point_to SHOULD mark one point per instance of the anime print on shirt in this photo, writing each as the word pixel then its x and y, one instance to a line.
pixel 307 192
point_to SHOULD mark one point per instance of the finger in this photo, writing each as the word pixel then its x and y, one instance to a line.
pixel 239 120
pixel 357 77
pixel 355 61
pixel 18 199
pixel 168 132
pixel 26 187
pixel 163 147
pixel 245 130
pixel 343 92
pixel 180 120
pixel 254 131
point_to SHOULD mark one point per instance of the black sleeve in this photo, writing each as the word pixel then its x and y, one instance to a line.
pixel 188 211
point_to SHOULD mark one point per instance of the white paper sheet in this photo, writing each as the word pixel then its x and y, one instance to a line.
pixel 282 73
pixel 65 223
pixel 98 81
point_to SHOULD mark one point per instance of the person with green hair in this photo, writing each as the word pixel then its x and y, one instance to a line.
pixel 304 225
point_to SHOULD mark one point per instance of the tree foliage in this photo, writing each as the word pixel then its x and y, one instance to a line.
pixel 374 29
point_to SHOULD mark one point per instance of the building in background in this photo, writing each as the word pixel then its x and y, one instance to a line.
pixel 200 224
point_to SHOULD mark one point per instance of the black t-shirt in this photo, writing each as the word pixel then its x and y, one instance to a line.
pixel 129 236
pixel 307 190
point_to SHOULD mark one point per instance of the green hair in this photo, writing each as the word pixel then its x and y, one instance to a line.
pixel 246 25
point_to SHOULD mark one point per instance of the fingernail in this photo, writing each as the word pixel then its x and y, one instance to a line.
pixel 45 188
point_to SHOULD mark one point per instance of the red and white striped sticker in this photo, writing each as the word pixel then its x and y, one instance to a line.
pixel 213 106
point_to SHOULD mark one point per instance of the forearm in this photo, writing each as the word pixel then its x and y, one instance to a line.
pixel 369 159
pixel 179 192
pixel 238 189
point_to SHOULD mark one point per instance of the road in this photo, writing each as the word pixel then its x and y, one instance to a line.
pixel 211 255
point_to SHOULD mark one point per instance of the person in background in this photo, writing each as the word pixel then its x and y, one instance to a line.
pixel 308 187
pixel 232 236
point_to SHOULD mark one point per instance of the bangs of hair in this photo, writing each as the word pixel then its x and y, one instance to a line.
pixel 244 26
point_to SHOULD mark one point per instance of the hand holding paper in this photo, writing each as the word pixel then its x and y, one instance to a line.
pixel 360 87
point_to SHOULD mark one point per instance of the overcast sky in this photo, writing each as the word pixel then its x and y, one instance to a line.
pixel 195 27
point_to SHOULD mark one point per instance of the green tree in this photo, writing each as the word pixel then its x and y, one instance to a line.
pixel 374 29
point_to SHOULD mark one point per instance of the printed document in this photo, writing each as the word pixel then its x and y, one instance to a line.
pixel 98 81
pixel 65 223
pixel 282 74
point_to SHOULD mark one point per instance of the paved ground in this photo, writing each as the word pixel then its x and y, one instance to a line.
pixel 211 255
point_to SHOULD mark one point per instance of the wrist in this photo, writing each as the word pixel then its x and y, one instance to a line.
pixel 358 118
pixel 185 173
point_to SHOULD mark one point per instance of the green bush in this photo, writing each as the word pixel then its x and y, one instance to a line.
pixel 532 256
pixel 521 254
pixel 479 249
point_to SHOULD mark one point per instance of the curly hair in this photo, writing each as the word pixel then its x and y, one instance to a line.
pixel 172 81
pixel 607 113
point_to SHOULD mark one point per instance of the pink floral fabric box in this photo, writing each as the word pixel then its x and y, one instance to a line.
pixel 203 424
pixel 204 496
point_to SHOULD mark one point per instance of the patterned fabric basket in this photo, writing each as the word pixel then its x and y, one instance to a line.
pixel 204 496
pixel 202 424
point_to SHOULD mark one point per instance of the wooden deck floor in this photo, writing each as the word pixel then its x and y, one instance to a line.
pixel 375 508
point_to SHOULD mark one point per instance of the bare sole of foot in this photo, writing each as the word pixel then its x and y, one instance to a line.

*EXERCISE PROMPT:*
Replace every "SHOULD" in the entries above with "MUST" and leave everything else unchanged.

*RESULT OF THIS EXERCISE:*
point_to MUST mark one point per instance of the anime print on shirt in this photo, writing each as the word pixel then its x and y, one instance to a line.
pixel 307 192
point_to MUST mark one point per instance of the finger in this photo, writing each as the word pixel then its x and y, one instance to a line.
pixel 239 120
pixel 357 77
pixel 355 61
pixel 18 199
pixel 168 132
pixel 26 187
pixel 163 147
pixel 245 130
pixel 343 92
pixel 180 120
pixel 254 131
point_to MUST mark one point per instance of the black sleeve in this photo, writing each as the word pixel then its x and y, one instance to a line.
pixel 188 211
point_to MUST mark one point per instance of the white paper sheet in this photo, writing each as the word pixel then its x and y, one instance to a line.
pixel 282 73
pixel 65 223
pixel 98 81
point_to MUST mark one point per instance of the person with green hair in this photo, writing each as the word pixel then its x and y, one instance to a line.
pixel 304 225
point_to MUST mark one point per instance of the tree foliage in this photo, writing each as the word pixel then its x and y, one instance to a line.
pixel 374 29
point_to MUST mark one point per instance of the building in background in this photo, writing each as the word pixel then its x and y, one instance to a line.
pixel 200 224
point_to MUST mark one point per instance of the black t-shirt in this photo, writing each as the word pixel then its x and y, one instance to a line.
pixel 129 236
pixel 307 190
point_to MUST mark one point per instance of the green hair in this photo, writing each as the word pixel then its x and y, one instance to a line.
pixel 246 25
point_to MUST mark one point per instance of the fingernail in this photo, writing each as the word pixel then its x and y, one instance to a line.
pixel 45 188
point_to MUST mark one point per instance of the red and white striped sticker in this photo, writing each as the word pixel then its x and y, one instance to a line.
pixel 213 106
point_to MUST mark one point per instance of the forearm in this photo, writing each as the word pixel then its x and y, one instance to a line.
pixel 369 159
pixel 179 192
pixel 238 189
point_to MUST mark one point per instance of the road in this photo, writing each as the word pixel then its x and y, one instance to a line.
pixel 211 255
point_to MUST mark one point per instance of the person in background in this photo, writing each as the word pixel then its x and y, one instance to a line.
pixel 308 187
pixel 232 236
point_to MUST mark one point per instance of the bangs of hair in this photo, writing each as the word pixel then its x and y, one instance to a line.
pixel 244 26
point_to MUST mark one point per instance of the hand holding paper in this photo, writing each as the word pixel then its x and y, one instance to a line.
pixel 360 87
point_to MUST mark one point per instance of the overcast sky in this photo, writing each as the word pixel then its x and y, one instance to a line.
pixel 195 27
point_to MUST mark one point per instance of the green tree in this photo, writing each as the word pixel then its x and y, one instance to a line.
pixel 374 29
point_to MUST mark one point per instance of the printed document in this photo, writing each as the word pixel then its x and y, one instance to a line.
pixel 98 81
pixel 65 223
pixel 282 74
point_to MUST mark one point per instance of the paved ground in this photo, writing each as the word pixel then its x and y, one instance to a line.
pixel 211 255
point_to MUST mark one point per instance of the wrist in this photo, writing each as the word pixel then its x and y, one instance to a line.
pixel 358 118
pixel 185 173
point_to MUST mark one point per instance of the green bush in this photo, writing each as the word pixel then its x and y, one instance to a line.
pixel 532 256
pixel 521 254
pixel 479 249
point_to MUST mark one point per instance of the curly hair in this photo, writing each as the word pixel then its x and y, one instance to a line.
pixel 172 81
pixel 607 113
point_to MUST mark one point per instance of the pink floral fabric box in this photo, writing each as the word pixel then its x and y, one instance to a line.
pixel 203 424
pixel 204 496
point_to MUST mark one point per instance of the patterned fabric basket in this photo, writing each as the word pixel then its x and y, one instance to a line.
pixel 204 496
pixel 202 424
point_to MUST mark one point per instance of the wooden deck floor in this photo, writing each as the word pixel then its x and y, one instance to a line.
pixel 375 508
point_to MUST mark one point per instance of the bare sole of foot in this photo, writing each as the word pixel then its x and y, one instance to a line.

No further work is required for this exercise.